Former jail workers Maxine Evans and Jason Kenny, and contract health care worker Gregory Brown are charged with involuntary manslaughter. Kenny is also charged with aggravated assault and cruelty to an inmate. Evans and Brown are also charged with public record fraud, and Brown faces an additional charge of making a false statement. It’s unclear if they have attorneys.

Ajibade, 21, was found dead Jan. 1 strapped to a chair inside an isolation cell at the Chatham County Jail. The man had been stunned with a Taser while he was restrained, was left unmonitored and a log book had been falsified to say that checks were conducted on him that hadn’t been, according to the grand jury bill.

The Savannah College of Art and Design student had been arrested after a fight with his girlfriend. The sheriff’s office has said Ajibade injured three deputies during a fight and one deputy suffered a concussion and a broken nose.

Attorneys for Ajibade’s family say he suffered from bipolar disorder and his girlfriend gave police a bottle of his prescription medication when they arrested him. Officials say Ajibade was stunned with a Taser while he was restrained.

The Georgia Bureau of Investigation was called in to handle the case, and few details were released about what happened to Ajibade in the jail. Brown is accused of lying to a GBI agent about checking on Ajibade while he was in restraints.

On May 8, Sheriff Al St. Lawrence announced that nine deputies had been fired in connection with Ajibade’s death. On June 4, attorneys for Ajibade’s family released a copy of his death certificate, which showed the coroner had ruled his death a homicide caused by blunt-force trauma.

Dr. Bill Wessinger, the Chatham County coroner, said Ajibade suffered several blows to his head and upper body and some blood was found in his skull case.

> _TASK 1_
Answer these questions using the article on Ajibade's death:
(a) Besides involuntary manslaughter, what charges does Kenny face?
(b) Where was Ajibade found dead, and on what date?
(c) On May 8, how many deputies did Sheriff Al St. Lawrence say had been fired?
> _TASK 2_
Write the next few sentences of the article on Ajibade's death, picking up after its final sentence.
The rows that come next are separate material and have no connection to the article on Ajibade's death.

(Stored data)

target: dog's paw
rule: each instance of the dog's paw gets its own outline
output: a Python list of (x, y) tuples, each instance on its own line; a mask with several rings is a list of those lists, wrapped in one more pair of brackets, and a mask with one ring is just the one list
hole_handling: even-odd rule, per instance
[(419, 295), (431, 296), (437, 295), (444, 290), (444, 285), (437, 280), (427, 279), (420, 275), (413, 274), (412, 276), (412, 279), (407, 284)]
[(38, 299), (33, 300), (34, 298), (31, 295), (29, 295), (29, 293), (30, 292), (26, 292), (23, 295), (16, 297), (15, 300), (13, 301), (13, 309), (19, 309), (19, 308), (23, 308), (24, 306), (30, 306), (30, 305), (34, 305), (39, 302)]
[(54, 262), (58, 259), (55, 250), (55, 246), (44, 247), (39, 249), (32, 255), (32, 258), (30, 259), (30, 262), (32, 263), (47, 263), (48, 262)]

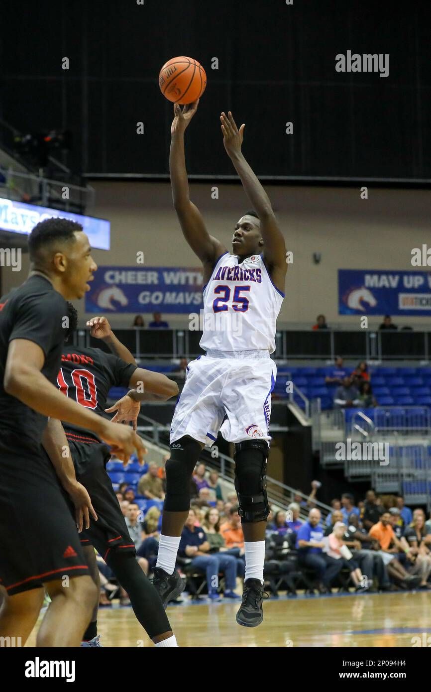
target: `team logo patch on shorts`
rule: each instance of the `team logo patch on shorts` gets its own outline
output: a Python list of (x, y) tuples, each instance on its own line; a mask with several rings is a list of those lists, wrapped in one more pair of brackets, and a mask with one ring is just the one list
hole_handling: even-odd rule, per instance
[(250, 437), (263, 437), (264, 433), (261, 430), (259, 426), (253, 425), (248, 426), (246, 428), (246, 432), (249, 435)]

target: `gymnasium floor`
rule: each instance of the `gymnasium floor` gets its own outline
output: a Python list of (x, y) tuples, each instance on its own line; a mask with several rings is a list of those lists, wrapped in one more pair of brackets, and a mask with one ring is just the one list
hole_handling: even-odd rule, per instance
[[(253, 629), (237, 624), (237, 608), (204, 601), (167, 612), (180, 646), (412, 647), (423, 632), (431, 644), (429, 592), (280, 596), (266, 601), (264, 622)], [(131, 608), (102, 608), (98, 623), (104, 646), (153, 646)], [(26, 646), (35, 642), (35, 630)]]

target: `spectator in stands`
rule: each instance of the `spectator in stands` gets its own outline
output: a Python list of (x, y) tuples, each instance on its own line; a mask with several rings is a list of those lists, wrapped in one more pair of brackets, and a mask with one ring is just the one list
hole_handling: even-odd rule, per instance
[[(333, 526), (333, 525), (335, 524), (335, 522), (333, 520), (332, 515), (333, 514), (334, 511), (335, 512), (339, 511), (341, 509), (341, 500), (338, 500), (337, 498), (335, 498), (333, 500), (331, 500), (331, 507), (332, 507), (332, 511), (329, 512), (325, 520), (325, 524), (327, 526)], [(341, 518), (339, 520), (342, 521), (342, 514), (341, 515)]]
[(391, 515), (389, 511), (383, 512), (380, 521), (371, 527), (369, 535), (378, 544), (379, 554), (383, 559), (389, 576), (399, 583), (403, 588), (410, 589), (417, 586), (420, 583), (420, 578), (409, 574), (397, 558), (398, 553), (406, 551), (395, 536), (391, 526)]
[(214, 491), (216, 499), (223, 500), (223, 493), (221, 492), (221, 486), (219, 483), (219, 474), (217, 471), (210, 471), (208, 483), (208, 487)]
[(275, 512), (271, 529), (273, 533), (278, 534), (279, 536), (286, 536), (288, 530), (288, 526), (286, 520), (286, 512), (284, 510), (279, 509), (277, 512)]
[(161, 312), (153, 313), (153, 321), (148, 325), (150, 329), (169, 329), (169, 324), (162, 320)]
[(314, 570), (318, 589), (326, 594), (330, 591), (331, 583), (342, 568), (342, 563), (323, 552), (326, 543), (323, 540), (320, 519), (318, 509), (310, 510), (308, 520), (297, 530), (296, 547), (298, 564)]
[(201, 488), (196, 500), (200, 507), (215, 507), (215, 493), (210, 488)]
[(161, 512), (158, 507), (150, 507), (141, 524), (142, 543), (136, 552), (139, 557), (145, 558), (152, 570), (156, 566), (158, 552), (159, 520)]
[(342, 567), (349, 570), (350, 578), (356, 591), (367, 591), (371, 586), (371, 583), (368, 579), (365, 580), (364, 583), (359, 565), (355, 561), (353, 553), (343, 541), (343, 535), (347, 529), (347, 527), (342, 522), (336, 522), (328, 536), (328, 544), (324, 549), (324, 552), (330, 557), (334, 558), (336, 560), (340, 560)]
[(327, 368), (327, 376), (324, 381), (327, 385), (341, 385), (345, 377), (347, 376), (347, 371), (343, 366), (341, 356), (336, 358), (336, 364), (333, 367)]
[(394, 533), (400, 540), (404, 536), (404, 522), (398, 507), (391, 507), (389, 510), (391, 516), (391, 526), (394, 529)]
[(134, 320), (132, 327), (139, 327), (143, 329), (145, 326), (145, 322), (144, 322), (144, 318), (142, 315), (136, 315), (135, 319)]
[(412, 510), (409, 507), (406, 507), (404, 504), (404, 498), (402, 495), (398, 495), (396, 500), (396, 507), (400, 511), (400, 514), (403, 518), (403, 521), (405, 526), (408, 526), (413, 521), (413, 516), (412, 514)]
[[(291, 504), (287, 507), (287, 511), (290, 513), (288, 515), (287, 525), (289, 529), (292, 531), (297, 531), (300, 526), (302, 526), (304, 523), (301, 519), (300, 519), (300, 512), (301, 508), (300, 507), (297, 502), (291, 502)], [(288, 518), (291, 520), (288, 520)], [(269, 519), (269, 517), (268, 517)]]
[(133, 488), (129, 487), (125, 493), (125, 500), (128, 500), (129, 502), (133, 502), (136, 498), (135, 491)]
[(394, 331), (394, 329), (398, 329), (398, 327), (394, 324), (392, 318), (389, 315), (385, 315), (383, 321), (378, 327), (378, 329), (380, 331), (383, 331), (385, 329), (392, 329)]
[(193, 474), (193, 480), (196, 483), (196, 486), (199, 492), (201, 488), (209, 488), (210, 485), (205, 477), (206, 468), (205, 464), (197, 464)]
[(143, 495), (148, 500), (164, 500), (163, 484), (158, 477), (158, 467), (152, 462), (148, 464), (148, 471), (139, 480), (138, 484), (139, 495)]
[(327, 318), (324, 315), (318, 315), (316, 319), (316, 324), (313, 325), (311, 327), (312, 329), (315, 331), (317, 329), (327, 329), (328, 325), (327, 325)]
[(125, 499), (125, 493), (126, 492), (128, 487), (129, 487), (129, 484), (125, 483), (124, 482), (122, 483), (120, 483), (120, 486), (118, 486), (118, 492), (121, 493), (121, 494), (122, 495), (123, 500)]
[(122, 516), (125, 517), (129, 515), (129, 505), (130, 502), (128, 500), (123, 500), (122, 502), (120, 502), (121, 507), (121, 511), (122, 512)]
[(207, 538), (210, 543), (211, 553), (226, 553), (233, 555), (237, 560), (237, 574), (244, 576), (246, 568), (245, 551), (244, 548), (228, 548), (225, 540), (220, 533), (220, 515), (215, 507), (210, 507), (205, 513), (202, 520)]
[(226, 588), (224, 597), (239, 599), (239, 597), (234, 592), (237, 577), (235, 558), (223, 553), (209, 554), (211, 549), (210, 543), (202, 527), (195, 525), (196, 518), (194, 511), (190, 507), (181, 534), (178, 555), (192, 558), (192, 567), (206, 573), (208, 598), (211, 600), (219, 600), (217, 589), (220, 572), (225, 574)]
[(383, 512), (382, 507), (377, 504), (376, 493), (372, 489), (367, 491), (363, 522), (364, 527), (369, 530), (372, 526), (380, 520)]
[(360, 514), (358, 507), (355, 507), (354, 502), (355, 498), (350, 493), (343, 493), (341, 495), (341, 504), (342, 505), (341, 513), (342, 514), (343, 521), (345, 523), (347, 523), (350, 514), (356, 514), (357, 517), (359, 517)]
[(220, 527), (220, 533), (225, 540), (227, 548), (244, 549), (244, 534), (242, 532), (238, 507), (229, 510), (229, 519)]
[(413, 566), (409, 568), (409, 572), (421, 577), (421, 589), (431, 589), (431, 584), (428, 583), (431, 574), (431, 552), (430, 543), (427, 543), (427, 536), (431, 538), (431, 529), (425, 525), (425, 514), (421, 509), (419, 511), (415, 510), (413, 521), (405, 529), (404, 538), (413, 556)]
[(349, 525), (343, 534), (345, 544), (352, 551), (355, 560), (359, 564), (363, 574), (371, 585), (373, 576), (377, 577), (380, 591), (392, 591), (395, 589), (389, 581), (387, 571), (383, 559), (376, 550), (371, 549), (373, 538), (360, 525), (356, 514), (349, 517)]
[(330, 519), (330, 522), (327, 524), (324, 529), (323, 534), (324, 536), (329, 536), (332, 533), (333, 527), (337, 522), (341, 522), (342, 523), (344, 521), (342, 513), (340, 509), (333, 509), (330, 514), (328, 514), (325, 523), (327, 523), (328, 519)]
[(365, 380), (359, 383), (359, 406), (363, 408), (371, 408), (372, 406), (377, 406), (371, 384)]
[(359, 392), (351, 377), (345, 377), (342, 385), (336, 392), (333, 403), (338, 408), (350, 408), (360, 405)]

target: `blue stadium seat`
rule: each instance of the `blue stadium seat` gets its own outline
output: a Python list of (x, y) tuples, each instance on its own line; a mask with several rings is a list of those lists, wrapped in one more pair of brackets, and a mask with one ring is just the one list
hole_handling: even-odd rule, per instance
[(388, 387), (373, 387), (373, 394), (376, 397), (389, 397), (390, 390)]
[(417, 367), (398, 367), (398, 374), (402, 377), (416, 375)]
[(112, 483), (124, 483), (126, 480), (124, 471), (109, 471), (108, 475)]
[(298, 367), (298, 373), (300, 372), (300, 374), (302, 375), (304, 377), (305, 376), (309, 377), (312, 375), (314, 376), (317, 375), (318, 369), (317, 367), (301, 367), (300, 370), (300, 368)]
[(128, 483), (129, 485), (138, 485), (140, 476), (140, 473), (135, 473), (134, 471), (127, 470), (125, 475), (125, 481), (126, 483)]
[(308, 386), (308, 381), (305, 377), (293, 377), (292, 381), (295, 387), (299, 387), (300, 389), (302, 389), (303, 387)]
[(386, 383), (391, 387), (403, 387), (405, 382), (403, 377), (391, 377), (386, 380)]
[(393, 406), (394, 399), (392, 397), (382, 397), (378, 401), (379, 406)]
[(324, 387), (325, 381), (324, 377), (309, 377), (309, 387), (316, 388), (316, 387)]
[(431, 388), (430, 387), (414, 387), (410, 389), (412, 397), (430, 397), (431, 396)]
[(390, 396), (395, 399), (397, 397), (410, 397), (410, 390), (408, 387), (392, 387)]
[(431, 406), (431, 397), (416, 397), (414, 403), (418, 406)]
[(410, 387), (423, 387), (423, 380), (421, 377), (411, 377), (408, 384)]
[(380, 386), (386, 384), (386, 380), (384, 377), (373, 377), (372, 378), (372, 383), (373, 387)]

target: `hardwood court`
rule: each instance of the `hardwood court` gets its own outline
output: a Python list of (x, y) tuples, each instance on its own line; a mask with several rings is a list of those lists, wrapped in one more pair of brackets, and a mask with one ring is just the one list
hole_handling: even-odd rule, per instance
[[(426, 592), (270, 599), (262, 625), (237, 625), (237, 603), (170, 606), (180, 646), (397, 647), (430, 637), (431, 594)], [(104, 646), (152, 646), (130, 608), (103, 608), (98, 618)], [(417, 640), (416, 640), (417, 641)], [(34, 646), (35, 632), (27, 646)]]

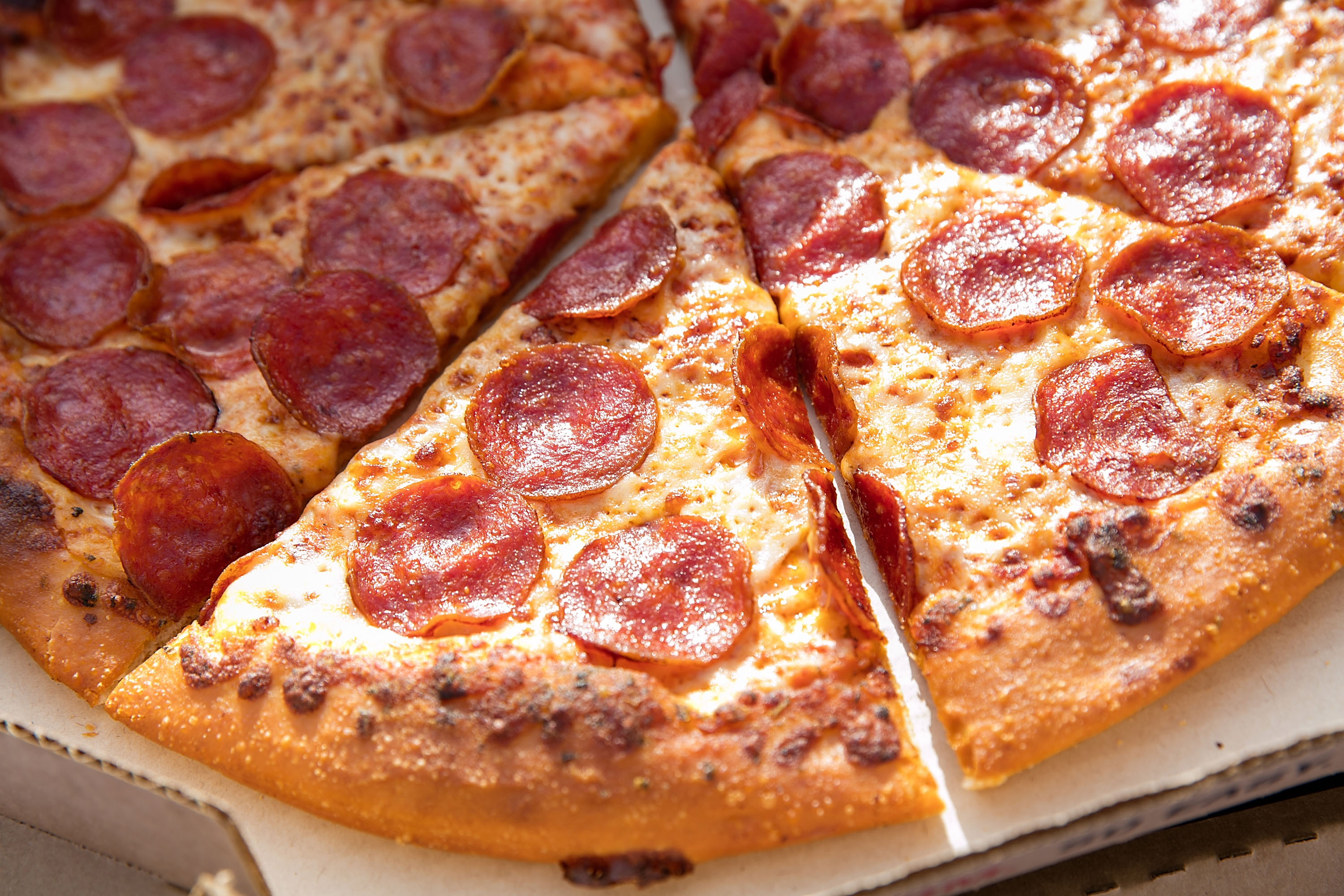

> _WRITTEN ANSWER 1_
(a) Aggravated assault and cruelty to an inmate.
(b) He was found on Jan. 1, strapped to a chair inside an isolation cell at the Chatham County Jail.
(c) Nine.

> _WRITTEN ANSWER 2_
“My recollection is none of them by themselves would have necessarily been fatal,” Wessinger recently said of the injuries.

Chatham County District Attorney Meg Heap announced weeks ago that she planned to ask a grand jury for indictments in Ajibade’s death.

Ajibade’s family in Hyattsville, Maryland, has hired attorneys including Florida defense lawyer Mark O’Mara, who defended former neighborhood watch volunteer George Zimmerman in the shooting of Trayvon Martin. Those lawyers have asked a Savannah judge to disqualify Heap as top prosecutor on the case, arguing she has political reasons to ignore possible criminal charges against the sheriff. Heap dismissed the claims as baseless.

O’Mara has said he suspects Ajibade was having a manic episode at the jail when deputies “beat the (expletive) out of him to get control of him.”

O’Mara said Wednesday that the indictment is “too little too late.” The fact that the grand jury found that there was aggravated assault coupled with the fact that there was a death should have led to a felony murder charge unless Heap wasn’t really trying to secure that charge, O’Mara said.